#### Exercise directions
Reproduce the lines below verbatim, omitting the pictures from your output.

+ + + + + + +

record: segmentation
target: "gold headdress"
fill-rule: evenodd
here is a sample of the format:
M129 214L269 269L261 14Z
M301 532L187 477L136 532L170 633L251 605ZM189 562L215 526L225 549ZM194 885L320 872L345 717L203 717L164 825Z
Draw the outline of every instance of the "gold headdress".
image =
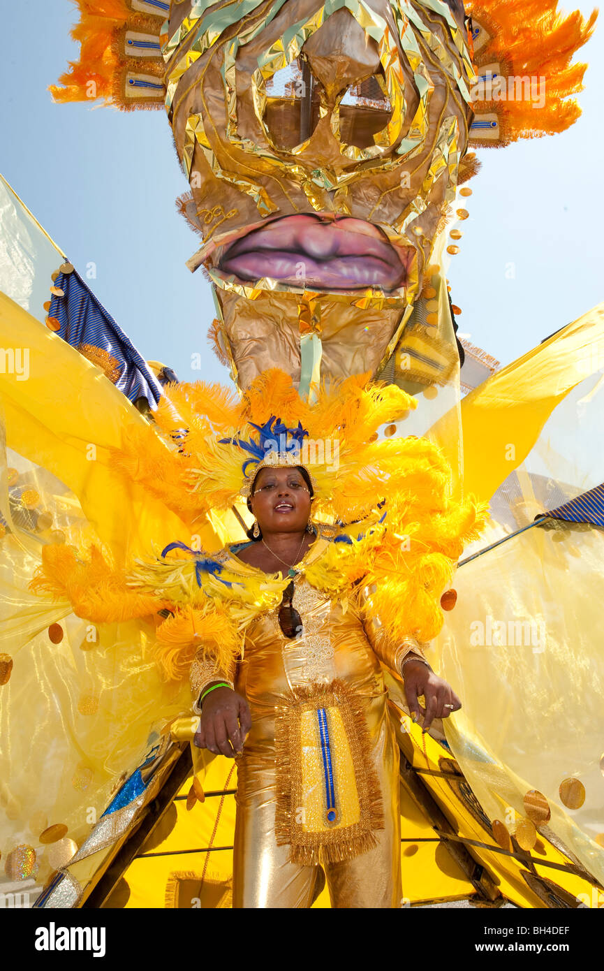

+ + + + + + +

#### Finished answer
record: segmentation
target: "gold headdress"
fill-rule: evenodd
here is a sample of the format:
M129 214L269 269L261 14Z
M301 532L187 477L136 532L170 633L251 605ZM189 562L215 526L225 549ZM194 885L320 872L345 717L203 717L164 825Z
Draw the outline of every instance of the "gold headdress".
image =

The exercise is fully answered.